Exercise objective
Could you write out every record below exactly, leaving the pictures out?

Supplied data
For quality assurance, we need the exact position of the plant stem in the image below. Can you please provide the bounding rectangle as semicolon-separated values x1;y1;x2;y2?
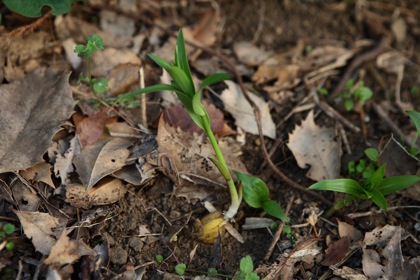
201;116;240;220
325;195;358;218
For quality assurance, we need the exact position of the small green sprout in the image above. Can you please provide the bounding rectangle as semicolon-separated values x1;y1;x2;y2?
113;30;288;225
155;254;164;264
0;222;15;251
348;148;379;179
317;87;328;95
175;263;186;276
309;165;420;217
236;256;259;280
340;79;373;111
74;34;108;95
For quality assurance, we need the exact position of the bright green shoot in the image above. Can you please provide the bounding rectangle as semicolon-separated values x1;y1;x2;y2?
113;30;288;222
309;165;420;217
340;79;373;111
74;34;108;95
236;255;259;280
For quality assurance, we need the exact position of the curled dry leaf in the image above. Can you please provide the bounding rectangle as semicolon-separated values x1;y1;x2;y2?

The completed task
For quality assurance, we need the exact position of the plant stem in the image below. Can you please provide the bounding rectangle as semicolon-separated values x1;y1;x2;y2?
201;116;240;220
325;195;358;218
For quality assurance, we need the exact position of the small green sprout in the image above. Can you please provide the bounding rectangle as semicolon-separated values x1;y1;x2;y2?
113;30;288;225
155;254;164;264
0;222;15;251
348;148;379;179
317;87;328;95
175;263;186;276
309;165;420;217
236;256;259;280
340;79;373;111
74;34;108;95
For quality assurance, we need the exact position of the bright green shoot in the image above. Can you please provide the bounding rectangle as semicolon-separated values x1;y1;x2;y2?
113;30;288;222
309;165;420;217
340;79;373;111
74;34;108;95
236;255;259;280
For quality assurance, we need the exact position of the curled dry leaf in the image above. Can you please provide the bounding rectangle as semicolon-separated values x1;y1;x2;y2?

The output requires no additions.